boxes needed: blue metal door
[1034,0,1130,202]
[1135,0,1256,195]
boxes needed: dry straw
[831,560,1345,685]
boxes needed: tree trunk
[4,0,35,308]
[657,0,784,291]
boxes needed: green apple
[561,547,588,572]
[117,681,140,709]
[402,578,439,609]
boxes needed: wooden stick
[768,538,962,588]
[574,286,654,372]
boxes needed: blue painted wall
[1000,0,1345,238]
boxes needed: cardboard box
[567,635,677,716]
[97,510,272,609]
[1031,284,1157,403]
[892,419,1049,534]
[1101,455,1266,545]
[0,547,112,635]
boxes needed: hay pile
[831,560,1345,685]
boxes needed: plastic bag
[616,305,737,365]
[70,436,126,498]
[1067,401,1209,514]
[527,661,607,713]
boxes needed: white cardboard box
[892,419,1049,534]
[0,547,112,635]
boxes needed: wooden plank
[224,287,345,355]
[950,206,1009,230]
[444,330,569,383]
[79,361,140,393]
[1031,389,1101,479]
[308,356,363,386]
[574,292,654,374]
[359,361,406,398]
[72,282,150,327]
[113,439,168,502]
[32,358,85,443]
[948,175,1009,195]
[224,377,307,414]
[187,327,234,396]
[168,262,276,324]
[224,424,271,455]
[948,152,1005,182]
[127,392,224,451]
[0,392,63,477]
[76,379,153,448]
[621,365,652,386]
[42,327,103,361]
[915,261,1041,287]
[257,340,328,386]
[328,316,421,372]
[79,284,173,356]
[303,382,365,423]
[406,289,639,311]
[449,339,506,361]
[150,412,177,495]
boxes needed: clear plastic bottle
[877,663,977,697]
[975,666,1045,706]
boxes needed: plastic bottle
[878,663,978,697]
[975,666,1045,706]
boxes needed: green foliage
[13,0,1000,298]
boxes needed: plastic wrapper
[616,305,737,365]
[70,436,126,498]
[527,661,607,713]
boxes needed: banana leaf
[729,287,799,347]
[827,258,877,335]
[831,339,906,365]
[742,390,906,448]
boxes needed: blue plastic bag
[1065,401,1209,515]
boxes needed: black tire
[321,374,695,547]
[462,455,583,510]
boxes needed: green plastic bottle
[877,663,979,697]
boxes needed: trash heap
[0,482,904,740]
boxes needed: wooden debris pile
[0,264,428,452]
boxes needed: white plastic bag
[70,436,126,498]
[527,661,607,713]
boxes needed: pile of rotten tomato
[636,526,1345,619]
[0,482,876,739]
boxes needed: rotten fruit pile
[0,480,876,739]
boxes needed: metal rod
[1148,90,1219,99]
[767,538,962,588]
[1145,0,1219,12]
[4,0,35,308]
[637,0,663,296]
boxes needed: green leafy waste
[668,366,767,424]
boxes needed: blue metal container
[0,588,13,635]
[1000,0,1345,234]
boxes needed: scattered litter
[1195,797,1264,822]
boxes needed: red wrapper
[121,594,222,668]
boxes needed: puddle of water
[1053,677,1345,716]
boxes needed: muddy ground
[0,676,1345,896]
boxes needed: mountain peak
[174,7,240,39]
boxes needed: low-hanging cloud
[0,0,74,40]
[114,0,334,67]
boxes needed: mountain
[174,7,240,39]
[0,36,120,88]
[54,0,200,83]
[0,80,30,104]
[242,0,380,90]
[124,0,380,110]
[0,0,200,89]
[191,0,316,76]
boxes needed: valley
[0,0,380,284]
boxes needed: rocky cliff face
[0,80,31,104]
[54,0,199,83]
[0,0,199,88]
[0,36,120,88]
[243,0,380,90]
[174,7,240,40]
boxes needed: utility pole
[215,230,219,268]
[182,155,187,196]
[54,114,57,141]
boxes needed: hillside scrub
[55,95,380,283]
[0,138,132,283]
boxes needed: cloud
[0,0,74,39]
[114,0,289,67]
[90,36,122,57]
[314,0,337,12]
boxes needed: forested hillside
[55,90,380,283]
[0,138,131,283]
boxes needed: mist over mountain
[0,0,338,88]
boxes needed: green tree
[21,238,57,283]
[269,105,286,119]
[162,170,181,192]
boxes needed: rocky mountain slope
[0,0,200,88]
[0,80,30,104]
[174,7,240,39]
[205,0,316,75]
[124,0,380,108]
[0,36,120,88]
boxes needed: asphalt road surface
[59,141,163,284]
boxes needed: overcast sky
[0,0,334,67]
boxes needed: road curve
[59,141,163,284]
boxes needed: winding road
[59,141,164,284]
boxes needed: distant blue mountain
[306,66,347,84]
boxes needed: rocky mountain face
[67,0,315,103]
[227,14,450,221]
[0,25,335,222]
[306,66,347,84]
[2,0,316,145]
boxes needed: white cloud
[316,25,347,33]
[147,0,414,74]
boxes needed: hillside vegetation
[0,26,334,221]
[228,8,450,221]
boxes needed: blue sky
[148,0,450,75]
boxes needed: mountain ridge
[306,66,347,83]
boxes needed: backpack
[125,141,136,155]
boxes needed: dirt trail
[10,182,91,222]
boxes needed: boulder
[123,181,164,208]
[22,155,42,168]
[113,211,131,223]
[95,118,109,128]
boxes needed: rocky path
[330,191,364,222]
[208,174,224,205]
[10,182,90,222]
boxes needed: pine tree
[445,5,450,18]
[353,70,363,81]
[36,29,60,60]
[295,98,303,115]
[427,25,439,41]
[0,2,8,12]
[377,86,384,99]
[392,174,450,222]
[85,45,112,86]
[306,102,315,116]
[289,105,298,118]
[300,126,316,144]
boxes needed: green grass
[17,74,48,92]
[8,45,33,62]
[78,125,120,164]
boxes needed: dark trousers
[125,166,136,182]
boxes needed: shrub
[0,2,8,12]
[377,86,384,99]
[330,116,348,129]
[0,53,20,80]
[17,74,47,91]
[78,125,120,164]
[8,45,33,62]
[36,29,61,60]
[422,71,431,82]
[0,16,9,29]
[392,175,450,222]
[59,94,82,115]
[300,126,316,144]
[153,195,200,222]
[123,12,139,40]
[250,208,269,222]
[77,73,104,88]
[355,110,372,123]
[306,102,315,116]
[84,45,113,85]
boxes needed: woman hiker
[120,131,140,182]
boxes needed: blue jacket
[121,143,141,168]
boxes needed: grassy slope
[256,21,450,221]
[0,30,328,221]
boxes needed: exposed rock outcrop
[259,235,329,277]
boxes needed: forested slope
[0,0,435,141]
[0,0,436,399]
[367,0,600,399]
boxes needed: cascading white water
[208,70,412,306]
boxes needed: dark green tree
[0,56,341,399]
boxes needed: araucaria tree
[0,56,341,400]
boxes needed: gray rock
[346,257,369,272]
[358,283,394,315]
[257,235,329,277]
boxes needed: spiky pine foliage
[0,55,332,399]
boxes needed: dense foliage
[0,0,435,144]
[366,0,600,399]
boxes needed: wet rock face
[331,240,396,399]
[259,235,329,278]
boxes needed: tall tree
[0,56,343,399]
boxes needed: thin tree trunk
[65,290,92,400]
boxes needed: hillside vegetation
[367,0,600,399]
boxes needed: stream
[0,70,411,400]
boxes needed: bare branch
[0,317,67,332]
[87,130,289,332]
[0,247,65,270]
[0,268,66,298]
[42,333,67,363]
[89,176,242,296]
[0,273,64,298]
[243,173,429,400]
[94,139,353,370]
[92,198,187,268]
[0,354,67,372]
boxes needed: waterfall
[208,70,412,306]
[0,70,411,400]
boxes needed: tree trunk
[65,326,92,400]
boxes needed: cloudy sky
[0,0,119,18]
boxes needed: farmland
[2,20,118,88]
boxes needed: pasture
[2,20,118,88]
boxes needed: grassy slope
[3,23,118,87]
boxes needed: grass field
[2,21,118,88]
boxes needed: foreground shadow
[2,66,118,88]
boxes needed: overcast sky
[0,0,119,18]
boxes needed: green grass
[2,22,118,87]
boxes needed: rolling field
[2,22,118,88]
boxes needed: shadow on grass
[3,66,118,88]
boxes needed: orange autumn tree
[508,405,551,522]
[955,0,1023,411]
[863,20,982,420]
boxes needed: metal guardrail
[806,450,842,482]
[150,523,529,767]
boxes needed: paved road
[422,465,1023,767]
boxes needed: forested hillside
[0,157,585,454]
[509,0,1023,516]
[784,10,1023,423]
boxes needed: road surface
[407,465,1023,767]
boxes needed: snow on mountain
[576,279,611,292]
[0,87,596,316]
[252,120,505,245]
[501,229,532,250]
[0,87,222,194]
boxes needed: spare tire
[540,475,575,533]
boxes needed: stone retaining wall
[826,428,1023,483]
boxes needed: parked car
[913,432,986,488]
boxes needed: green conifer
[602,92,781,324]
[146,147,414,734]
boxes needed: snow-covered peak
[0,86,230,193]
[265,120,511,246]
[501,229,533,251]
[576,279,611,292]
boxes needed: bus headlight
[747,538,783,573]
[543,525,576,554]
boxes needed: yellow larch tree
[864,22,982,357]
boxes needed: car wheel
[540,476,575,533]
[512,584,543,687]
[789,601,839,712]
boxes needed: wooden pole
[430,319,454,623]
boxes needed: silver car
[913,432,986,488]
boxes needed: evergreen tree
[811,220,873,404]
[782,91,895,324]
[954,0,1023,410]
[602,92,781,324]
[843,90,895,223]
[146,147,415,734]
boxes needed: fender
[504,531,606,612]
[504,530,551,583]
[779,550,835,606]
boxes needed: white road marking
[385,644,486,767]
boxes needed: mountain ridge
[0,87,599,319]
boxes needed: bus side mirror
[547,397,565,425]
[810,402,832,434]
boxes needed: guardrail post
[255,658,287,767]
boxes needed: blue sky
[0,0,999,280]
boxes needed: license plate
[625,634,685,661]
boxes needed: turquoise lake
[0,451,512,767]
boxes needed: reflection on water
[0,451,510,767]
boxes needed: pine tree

::::::

Instruction
Update the lines between the line containing "boxes needed: utility pole" and the line containing "[59,141,164,284]", inclusive, replacing "road curve" with "bend in the road" and leaving everything else unchanged. Give only those lines.

Result
boxes needed: utility pole
[215,230,219,268]
[182,155,187,196]
[54,114,57,141]
boxes needed: hillside scrub
[55,95,380,283]
[0,138,132,283]
boxes needed: cloud
[0,0,74,39]
[114,0,289,67]
[90,36,122,57]
[314,0,337,12]
boxes needed: forested hillside
[55,90,380,283]
[0,138,131,283]
boxes needed: mist over mountain
[0,0,338,88]
boxes needed: green tree
[21,238,57,283]
[269,105,286,119]
[162,170,181,192]
boxes needed: rocky mountain slope
[0,0,200,88]
[0,80,30,104]
[174,7,240,39]
[205,0,316,75]
[124,0,380,108]
[0,36,120,88]
boxes needed: asphalt road surface
[59,141,163,284]
boxes needed: overcast sky
[0,0,334,67]
boxes needed: bend in the road
[59,141,163,284]
boxes needed: winding road
[59,141,164,284]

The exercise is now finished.